[GIVEN TEXT]
# 2015 Successes



## HHOG (Mar 25, 2015)

Theses are from 3 different weekends of hunting.


----------



## HHOG (Mar 25, 2015)

What do yall think?


----------



## blood on the ground (Mar 25, 2015)

I like it!


----------



## msbowhnter (Mar 25, 2015)

good hogs


----------



## HHOG (Mar 26, 2015)

Thanks we really enjoy hunting these things!!


----------



## ShadowHunter (Mar 26, 2015)

I think I want to go chase some dogs and hogs........


----------



## HHOG (Mar 29, 2015)

*March 27*

Hot off the press out of Sandersville


----------



## georgia_home (Mar 30, 2015)

Very nice!


----------



## fishbum2000 (Mar 30, 2015)

Looks like Y'all had fun


----------



## barberboys (Apr 1, 2015)

Looks like yall still running hounds could u give me a call at (678)953-7118


----------



## swinetime54 (Apr 6, 2015)

Caught or killed somewhere around fifty so far! (24 on spring break)


----------



## HHOG (Apr 12, 2015)

Nice job Swinetime!


----------



## Beaudeane (Apr 25, 2015)

How do u get dogs started on pigs? I just got a Catahoula pup this week so neither one of us has any training or know how bout hog dogs but at least 1 of the 2 of us has a high interest in it already


----------



## HHOG (May 22, 2015)

Beaudean first you have to have hogs. Usually what they call a bay pen with a wild caught pig in it. Start with less than 100lbs. Put your dog in there with the pig and see what he's got. After that you can move to a bigger pen to see if he'll track.


----------



## HHOG (May 22, 2015)

*April 24*

Nice cutters


----------



## arrendale8105 (May 30, 2015)

Nice barr


----------

Records of labeled boxes
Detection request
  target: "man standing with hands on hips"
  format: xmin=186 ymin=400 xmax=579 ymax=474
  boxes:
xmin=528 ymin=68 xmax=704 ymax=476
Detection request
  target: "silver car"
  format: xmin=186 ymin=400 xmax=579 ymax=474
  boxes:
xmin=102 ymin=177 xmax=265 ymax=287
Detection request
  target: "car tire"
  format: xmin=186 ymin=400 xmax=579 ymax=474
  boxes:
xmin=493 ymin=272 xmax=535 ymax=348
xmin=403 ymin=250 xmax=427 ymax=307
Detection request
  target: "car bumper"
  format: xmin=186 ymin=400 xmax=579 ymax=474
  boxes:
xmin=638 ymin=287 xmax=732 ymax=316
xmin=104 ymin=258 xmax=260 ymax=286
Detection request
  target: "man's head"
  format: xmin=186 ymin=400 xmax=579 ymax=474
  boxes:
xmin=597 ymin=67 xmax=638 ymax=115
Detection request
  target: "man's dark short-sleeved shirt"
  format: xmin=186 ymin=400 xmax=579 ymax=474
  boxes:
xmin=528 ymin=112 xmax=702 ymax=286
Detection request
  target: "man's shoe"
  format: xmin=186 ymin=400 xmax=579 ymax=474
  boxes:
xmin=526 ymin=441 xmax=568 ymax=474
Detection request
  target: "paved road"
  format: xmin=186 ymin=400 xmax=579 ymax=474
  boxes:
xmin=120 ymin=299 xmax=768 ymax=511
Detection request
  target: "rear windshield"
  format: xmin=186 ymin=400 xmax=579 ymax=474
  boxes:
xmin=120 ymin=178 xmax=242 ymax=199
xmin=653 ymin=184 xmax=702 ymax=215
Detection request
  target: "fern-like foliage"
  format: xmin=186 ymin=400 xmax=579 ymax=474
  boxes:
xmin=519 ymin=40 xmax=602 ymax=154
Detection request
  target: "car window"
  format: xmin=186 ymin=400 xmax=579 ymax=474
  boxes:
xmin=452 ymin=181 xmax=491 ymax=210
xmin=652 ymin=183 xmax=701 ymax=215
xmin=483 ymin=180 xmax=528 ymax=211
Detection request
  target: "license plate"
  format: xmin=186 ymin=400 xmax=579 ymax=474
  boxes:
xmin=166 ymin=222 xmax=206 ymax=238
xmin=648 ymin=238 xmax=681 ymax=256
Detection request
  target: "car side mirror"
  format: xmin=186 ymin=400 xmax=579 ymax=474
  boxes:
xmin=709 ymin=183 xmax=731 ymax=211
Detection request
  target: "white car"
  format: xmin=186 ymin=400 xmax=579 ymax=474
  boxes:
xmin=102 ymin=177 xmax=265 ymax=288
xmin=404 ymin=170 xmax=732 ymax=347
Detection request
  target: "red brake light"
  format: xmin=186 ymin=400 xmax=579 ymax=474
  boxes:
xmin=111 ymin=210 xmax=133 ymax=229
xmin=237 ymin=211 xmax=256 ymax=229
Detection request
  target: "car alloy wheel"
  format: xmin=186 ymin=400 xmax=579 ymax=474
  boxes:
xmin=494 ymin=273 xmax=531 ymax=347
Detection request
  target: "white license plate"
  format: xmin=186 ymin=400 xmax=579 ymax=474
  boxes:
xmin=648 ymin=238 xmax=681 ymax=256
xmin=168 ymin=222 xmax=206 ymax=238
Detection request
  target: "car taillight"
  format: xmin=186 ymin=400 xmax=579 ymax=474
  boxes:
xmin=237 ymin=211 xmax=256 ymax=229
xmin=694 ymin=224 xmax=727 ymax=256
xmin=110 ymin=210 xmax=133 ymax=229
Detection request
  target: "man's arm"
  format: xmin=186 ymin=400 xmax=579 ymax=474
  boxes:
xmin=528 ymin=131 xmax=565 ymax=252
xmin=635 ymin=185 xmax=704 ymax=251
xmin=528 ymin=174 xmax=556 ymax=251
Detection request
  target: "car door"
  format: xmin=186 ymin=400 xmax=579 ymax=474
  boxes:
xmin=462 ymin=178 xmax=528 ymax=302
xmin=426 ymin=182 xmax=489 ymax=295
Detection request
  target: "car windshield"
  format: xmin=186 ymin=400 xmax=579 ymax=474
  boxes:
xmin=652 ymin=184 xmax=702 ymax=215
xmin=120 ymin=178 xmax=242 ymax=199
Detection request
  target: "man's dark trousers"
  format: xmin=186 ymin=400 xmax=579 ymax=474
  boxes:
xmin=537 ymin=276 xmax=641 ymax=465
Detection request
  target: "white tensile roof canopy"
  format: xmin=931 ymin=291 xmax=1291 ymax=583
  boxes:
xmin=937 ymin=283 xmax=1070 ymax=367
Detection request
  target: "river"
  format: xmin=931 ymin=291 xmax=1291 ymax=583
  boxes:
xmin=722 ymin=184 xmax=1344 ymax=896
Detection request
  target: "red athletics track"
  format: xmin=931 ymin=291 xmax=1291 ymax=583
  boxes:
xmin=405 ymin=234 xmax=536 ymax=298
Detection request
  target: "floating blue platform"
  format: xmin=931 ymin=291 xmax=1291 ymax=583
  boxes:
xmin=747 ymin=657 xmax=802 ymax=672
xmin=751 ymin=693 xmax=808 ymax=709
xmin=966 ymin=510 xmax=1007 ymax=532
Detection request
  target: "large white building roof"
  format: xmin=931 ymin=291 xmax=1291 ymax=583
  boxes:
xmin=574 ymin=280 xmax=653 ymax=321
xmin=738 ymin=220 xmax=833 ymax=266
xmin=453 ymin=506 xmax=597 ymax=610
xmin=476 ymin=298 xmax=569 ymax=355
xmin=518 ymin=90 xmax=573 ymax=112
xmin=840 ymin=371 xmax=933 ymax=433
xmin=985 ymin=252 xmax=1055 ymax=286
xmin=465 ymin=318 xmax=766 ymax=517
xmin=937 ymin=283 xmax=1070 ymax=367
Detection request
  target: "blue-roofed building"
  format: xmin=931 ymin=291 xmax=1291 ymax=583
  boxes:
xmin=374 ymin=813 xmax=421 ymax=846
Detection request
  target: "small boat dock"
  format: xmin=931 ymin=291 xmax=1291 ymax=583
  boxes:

[REQUIRED ACTIONS]
1. Write out the hog hunting thread between "## barberboys (Apr" and "on spring break)", inclusive, changing "hounds" to "dogs".
2. Copy the labeled-box entries word for word between the first line of those entries and the line holding "xmin=403 ymin=250 xmax=427 ymax=307", inclusive.

[THE REPLIES]
1.
## barberboys (Apr 1, 2015)

Looks like yall still running dogs could u give me a call at (678)953-7118


----------



## swinetime54 (Apr 6, 2015)

Caught or killed somewhere around fifty so far! (24 on spring break)

2.
Detection request
  target: "man standing with hands on hips"
  format: xmin=186 ymin=400 xmax=579 ymax=474
  boxes:
xmin=528 ymin=68 xmax=704 ymax=476
Detection request
  target: "silver car"
  format: xmin=186 ymin=400 xmax=579 ymax=474
  boxes:
xmin=102 ymin=177 xmax=265 ymax=287
Detection request
  target: "car tire"
  format: xmin=186 ymin=400 xmax=579 ymax=474
  boxes:
xmin=493 ymin=272 xmax=535 ymax=348
xmin=403 ymin=250 xmax=427 ymax=307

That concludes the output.